Keeping every word the same, return the listing from its first line until the line holding "Mark every instance of the window sill" has been returned as well.

BEGIN WORKING DATA

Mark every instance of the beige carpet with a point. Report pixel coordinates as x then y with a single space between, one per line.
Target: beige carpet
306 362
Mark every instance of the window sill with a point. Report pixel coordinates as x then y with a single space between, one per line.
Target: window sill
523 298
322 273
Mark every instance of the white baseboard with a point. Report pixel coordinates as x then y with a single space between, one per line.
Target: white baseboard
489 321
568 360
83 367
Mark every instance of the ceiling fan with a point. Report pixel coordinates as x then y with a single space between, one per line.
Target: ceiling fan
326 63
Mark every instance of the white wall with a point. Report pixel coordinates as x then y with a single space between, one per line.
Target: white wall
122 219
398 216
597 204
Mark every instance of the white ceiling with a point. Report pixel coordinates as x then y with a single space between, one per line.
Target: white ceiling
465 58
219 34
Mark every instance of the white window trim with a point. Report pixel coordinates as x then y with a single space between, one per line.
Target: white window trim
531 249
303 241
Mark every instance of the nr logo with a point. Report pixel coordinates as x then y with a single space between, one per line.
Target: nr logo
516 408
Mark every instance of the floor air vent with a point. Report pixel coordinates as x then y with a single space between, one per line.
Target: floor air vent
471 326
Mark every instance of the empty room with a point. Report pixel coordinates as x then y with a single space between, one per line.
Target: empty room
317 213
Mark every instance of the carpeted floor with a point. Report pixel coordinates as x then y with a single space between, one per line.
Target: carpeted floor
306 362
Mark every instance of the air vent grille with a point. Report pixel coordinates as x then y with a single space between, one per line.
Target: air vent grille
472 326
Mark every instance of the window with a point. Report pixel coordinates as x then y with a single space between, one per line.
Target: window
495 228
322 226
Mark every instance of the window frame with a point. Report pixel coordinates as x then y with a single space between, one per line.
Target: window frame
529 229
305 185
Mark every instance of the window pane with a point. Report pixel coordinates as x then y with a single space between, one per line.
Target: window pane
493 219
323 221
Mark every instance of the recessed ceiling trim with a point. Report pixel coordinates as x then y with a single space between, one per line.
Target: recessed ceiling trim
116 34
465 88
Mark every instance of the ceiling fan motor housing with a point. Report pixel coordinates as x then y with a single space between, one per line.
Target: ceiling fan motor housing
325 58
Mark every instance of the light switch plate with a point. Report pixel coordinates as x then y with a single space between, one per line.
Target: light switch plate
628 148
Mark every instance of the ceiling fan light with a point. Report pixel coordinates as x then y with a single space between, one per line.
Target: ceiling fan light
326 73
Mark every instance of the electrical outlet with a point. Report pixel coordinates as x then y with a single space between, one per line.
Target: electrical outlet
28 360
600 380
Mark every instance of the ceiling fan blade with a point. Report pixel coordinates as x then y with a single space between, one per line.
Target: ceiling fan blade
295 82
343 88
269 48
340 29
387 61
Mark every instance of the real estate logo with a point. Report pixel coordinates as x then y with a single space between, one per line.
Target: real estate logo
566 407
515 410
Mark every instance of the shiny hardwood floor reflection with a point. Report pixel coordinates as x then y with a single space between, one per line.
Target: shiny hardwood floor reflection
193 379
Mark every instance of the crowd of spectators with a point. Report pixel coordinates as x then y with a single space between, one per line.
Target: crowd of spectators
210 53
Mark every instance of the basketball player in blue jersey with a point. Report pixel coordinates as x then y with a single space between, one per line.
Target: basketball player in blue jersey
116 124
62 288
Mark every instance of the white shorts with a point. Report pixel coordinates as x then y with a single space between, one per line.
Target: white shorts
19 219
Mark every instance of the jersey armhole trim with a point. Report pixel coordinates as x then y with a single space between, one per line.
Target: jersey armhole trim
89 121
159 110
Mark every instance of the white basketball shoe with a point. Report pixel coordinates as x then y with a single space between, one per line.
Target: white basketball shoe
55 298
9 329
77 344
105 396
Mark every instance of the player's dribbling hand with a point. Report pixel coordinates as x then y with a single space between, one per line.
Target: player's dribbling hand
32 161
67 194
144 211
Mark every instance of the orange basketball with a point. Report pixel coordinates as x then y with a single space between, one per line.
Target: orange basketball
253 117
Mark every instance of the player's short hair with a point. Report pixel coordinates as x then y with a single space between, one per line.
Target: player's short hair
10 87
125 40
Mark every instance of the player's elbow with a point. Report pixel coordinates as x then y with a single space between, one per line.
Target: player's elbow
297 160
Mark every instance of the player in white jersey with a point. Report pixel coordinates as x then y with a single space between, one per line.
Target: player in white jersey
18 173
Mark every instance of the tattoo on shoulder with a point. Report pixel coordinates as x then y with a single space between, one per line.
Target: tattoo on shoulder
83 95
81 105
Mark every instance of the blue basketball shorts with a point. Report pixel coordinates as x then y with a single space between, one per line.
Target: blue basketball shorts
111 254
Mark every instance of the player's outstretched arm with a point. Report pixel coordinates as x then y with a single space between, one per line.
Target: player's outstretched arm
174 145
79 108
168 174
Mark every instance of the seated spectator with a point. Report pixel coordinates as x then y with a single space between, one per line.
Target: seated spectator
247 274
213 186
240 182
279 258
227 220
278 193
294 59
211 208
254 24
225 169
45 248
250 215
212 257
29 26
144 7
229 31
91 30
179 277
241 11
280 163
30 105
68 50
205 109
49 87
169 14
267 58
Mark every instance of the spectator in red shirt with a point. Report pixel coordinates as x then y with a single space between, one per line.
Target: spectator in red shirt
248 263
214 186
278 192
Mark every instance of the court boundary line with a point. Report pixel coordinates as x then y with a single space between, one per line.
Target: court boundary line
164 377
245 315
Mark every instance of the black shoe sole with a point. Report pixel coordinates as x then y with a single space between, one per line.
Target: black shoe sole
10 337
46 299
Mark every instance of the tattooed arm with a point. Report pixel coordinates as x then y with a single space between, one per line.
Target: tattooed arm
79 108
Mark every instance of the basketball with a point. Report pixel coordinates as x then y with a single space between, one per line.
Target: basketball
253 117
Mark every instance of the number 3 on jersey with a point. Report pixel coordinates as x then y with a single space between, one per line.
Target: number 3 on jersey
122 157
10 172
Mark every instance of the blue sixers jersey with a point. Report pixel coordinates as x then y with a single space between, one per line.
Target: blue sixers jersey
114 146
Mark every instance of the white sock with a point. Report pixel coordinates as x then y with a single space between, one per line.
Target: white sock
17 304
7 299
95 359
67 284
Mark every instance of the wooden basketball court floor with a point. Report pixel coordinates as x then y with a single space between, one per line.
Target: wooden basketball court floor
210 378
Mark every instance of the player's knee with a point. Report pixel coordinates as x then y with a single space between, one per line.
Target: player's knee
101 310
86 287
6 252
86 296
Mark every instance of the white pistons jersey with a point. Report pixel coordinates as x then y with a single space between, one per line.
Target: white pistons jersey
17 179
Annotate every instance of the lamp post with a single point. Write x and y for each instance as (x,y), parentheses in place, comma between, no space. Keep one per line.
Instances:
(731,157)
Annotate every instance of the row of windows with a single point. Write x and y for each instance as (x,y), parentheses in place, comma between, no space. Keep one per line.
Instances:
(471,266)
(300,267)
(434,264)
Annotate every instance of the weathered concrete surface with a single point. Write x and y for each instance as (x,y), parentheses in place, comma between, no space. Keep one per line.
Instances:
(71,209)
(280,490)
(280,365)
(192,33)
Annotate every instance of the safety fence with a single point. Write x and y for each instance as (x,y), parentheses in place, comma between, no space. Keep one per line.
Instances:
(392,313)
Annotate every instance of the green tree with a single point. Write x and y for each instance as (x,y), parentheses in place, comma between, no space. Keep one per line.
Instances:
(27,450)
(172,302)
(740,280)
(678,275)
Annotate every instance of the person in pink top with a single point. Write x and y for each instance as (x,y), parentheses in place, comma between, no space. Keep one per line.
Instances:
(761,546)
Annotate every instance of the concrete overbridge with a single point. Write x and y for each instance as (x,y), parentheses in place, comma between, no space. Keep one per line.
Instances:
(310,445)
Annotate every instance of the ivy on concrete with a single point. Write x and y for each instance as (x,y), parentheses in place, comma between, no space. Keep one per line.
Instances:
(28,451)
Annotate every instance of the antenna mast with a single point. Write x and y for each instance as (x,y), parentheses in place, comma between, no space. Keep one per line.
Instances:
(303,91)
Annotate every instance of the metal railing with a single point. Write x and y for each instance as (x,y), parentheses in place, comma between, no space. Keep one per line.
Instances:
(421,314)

END WORKING DATA

**TASK RESPONSE**
Mark every instance of the beige carpet with a point. Report pixel coordinates as x then y with a single space between, one per line.
Target: beige carpet
306 362
Mark every instance of the window sill with a point. Report pixel coordinates as x then y with a single space between, one per line.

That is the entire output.